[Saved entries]
------------------------------------------------

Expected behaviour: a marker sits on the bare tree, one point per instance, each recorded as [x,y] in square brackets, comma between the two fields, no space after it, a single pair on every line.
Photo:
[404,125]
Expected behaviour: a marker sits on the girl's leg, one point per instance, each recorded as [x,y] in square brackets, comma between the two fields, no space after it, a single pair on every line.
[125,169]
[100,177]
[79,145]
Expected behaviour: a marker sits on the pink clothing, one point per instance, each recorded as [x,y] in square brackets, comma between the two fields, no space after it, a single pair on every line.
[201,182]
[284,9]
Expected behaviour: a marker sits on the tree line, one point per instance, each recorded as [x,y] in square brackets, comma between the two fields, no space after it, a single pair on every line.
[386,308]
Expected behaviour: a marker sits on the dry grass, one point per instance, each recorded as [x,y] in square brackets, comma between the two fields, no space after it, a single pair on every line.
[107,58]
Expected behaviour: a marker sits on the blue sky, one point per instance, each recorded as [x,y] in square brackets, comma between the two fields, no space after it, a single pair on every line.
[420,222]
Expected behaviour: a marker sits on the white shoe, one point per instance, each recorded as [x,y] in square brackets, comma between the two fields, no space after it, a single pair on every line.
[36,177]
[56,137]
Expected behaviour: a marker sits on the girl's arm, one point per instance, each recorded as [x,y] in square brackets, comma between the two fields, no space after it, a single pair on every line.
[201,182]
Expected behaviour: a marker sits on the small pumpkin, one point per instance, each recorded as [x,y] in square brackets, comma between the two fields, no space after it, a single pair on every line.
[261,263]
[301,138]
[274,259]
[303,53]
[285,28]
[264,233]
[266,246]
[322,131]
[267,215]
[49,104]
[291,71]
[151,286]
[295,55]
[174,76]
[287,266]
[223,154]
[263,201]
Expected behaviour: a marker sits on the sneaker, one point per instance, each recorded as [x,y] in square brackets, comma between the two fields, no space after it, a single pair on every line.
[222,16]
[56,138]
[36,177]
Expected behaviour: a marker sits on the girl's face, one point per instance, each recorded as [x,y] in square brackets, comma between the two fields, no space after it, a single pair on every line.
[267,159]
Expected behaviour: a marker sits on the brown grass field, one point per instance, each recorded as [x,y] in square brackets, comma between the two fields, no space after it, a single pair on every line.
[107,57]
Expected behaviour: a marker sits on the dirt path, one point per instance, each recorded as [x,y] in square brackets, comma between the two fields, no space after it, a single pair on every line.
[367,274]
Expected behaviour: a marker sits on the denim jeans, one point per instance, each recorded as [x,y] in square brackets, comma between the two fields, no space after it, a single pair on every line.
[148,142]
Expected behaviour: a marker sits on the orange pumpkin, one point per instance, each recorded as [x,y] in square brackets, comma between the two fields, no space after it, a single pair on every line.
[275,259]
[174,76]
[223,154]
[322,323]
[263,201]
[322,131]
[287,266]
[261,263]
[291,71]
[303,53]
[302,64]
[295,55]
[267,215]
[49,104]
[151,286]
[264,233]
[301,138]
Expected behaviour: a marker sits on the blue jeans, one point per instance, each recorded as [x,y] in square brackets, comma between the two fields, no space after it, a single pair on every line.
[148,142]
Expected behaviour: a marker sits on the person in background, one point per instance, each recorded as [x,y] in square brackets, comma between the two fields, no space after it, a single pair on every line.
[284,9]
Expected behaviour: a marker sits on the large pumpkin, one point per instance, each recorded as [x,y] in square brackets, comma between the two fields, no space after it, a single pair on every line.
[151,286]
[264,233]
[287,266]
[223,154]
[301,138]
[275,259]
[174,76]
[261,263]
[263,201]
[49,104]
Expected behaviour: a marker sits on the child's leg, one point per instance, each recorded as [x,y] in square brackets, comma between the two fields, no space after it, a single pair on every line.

------------------------------------------------

INSTRUCTION >> Extract every entry above as it appears.

ANSWER BELOW >>
Expected behaviour: a marker sits on the bare tree, one point per instance, each recorded as [x,y] in square brackets, comma between the two fields, no space after it, a single pair on every line.
Photo:
[404,125]
Expected behaviour: a marker sits on the girl's leg, one point per instance, each recorded as [x,y] in square brackets, comma between the two fields, no space after it, a single pair on every line.
[125,169]
[100,177]
[79,145]
Expected behaviour: a marker sits on the pink clothing, one point per instance, each recorded as [x,y] in square brackets, comma between the two fields, no space after it, a single pair on every line.
[201,182]
[284,9]
Expected behaviour: a marker sits on the tree line, one point per instance, each recorded as [x,y] in square brackets, comma between the two fields, no space after it, a single pair on every line.
[386,308]
Expected behaviour: a marker sits on the dry grass, one point per instance, each recorded as [x,y] in square brackets, comma between the two fields, no space after it, a single pair on every line.
[107,58]
Expected behaviour: a marker sits on the blue sky, one point per instance, each recorded as [x,y] in square brackets, comma between the two fields, no space after it, a single pair on every line.
[420,222]
Expected behaviour: a marker sits on the white shoe, one point per instance, each recorded as [x,y] in square brackets, comma between the two fields, no space after it, a single pair on every line.
[36,177]
[56,137]
Expected behaviour: a marker sits on the girl's arm, one point per instance, each recorded as [x,y] in square brackets, comma between the two fields, no space after it, a single pair on every line.
[201,182]
Expected behaviour: a marker sits on the small pumpkin, one point per instance, each recorded as [x,y] in square brackets, comma between the two fields, no space after it, a single pair on every line.
[261,263]
[301,138]
[274,259]
[303,53]
[285,28]
[264,233]
[266,246]
[322,131]
[267,215]
[49,104]
[291,71]
[151,286]
[295,55]
[174,76]
[287,266]
[223,154]
[263,201]
Expected behaviour: a marker sits on the sneaker, one point per instance, each recorded as [x,y] in square brackets, comma between the two fields, no space after it, a single pair on every line.
[222,16]
[56,138]
[36,177]
Expected behaviour: a marker sits on the girl's face, one point per instance, each recorded as [x,y] in square brackets, comma between the two fields, no space after it, a single pair on every line.
[267,159]
Expected behaviour: a marker sits on the brown grass field, one point per instance, each recorded as [x,y] in square brackets, comma between the two fields, no space after it, a single pair on every line.
[107,57]
Expected behaviour: a marker sits on the dirt path, one point per instance, each recorded as [x,y] in square brackets, comma between the two fields, no space after it, a single pair on every line.
[367,274]
Expected behaviour: a marker sits on the denim jeans, one point per instance, each recorded as [x,y] in square brackets, comma between the two fields, no space after it, a single pair on every line.
[148,142]
Expected behaviour: a marker sits on the orange pumpkin, one point per instance, each recorded as [x,y] in square brackets, comma between the two fields, no space after it, a single pair on every line.
[275,259]
[174,76]
[223,154]
[322,323]
[263,201]
[322,131]
[287,266]
[261,263]
[291,71]
[303,53]
[302,64]
[295,55]
[267,215]
[49,104]
[151,286]
[264,233]
[301,138]
Expected behaviour: a marker sits on the blue jeans, one point per instance, each recorded as [x,y] in square brackets, comma between the two fields, no space after it, a single pair on every line.
[148,142]
Expected behaviour: a marker sits on the person in background, one point per instance, each recorded as [x,y] in square brackets, comma between the two fields, no space after it, a single pair on every line.
[284,9]
Expected behaviour: a marker sits on the large pumpkin, one point per instance, each recorded as [x,y] in square brackets, comma between the two fields, no space after it, a single pair on every line.
[151,286]
[264,233]
[287,266]
[223,154]
[301,138]
[275,259]
[174,76]
[261,263]
[263,201]
[49,104]
Expected behaviour: a marker sits on the child's leg, one point per instance, each recorded as [x,y] in square brackets, comma between the two fields, no space after it, a single pair on every line.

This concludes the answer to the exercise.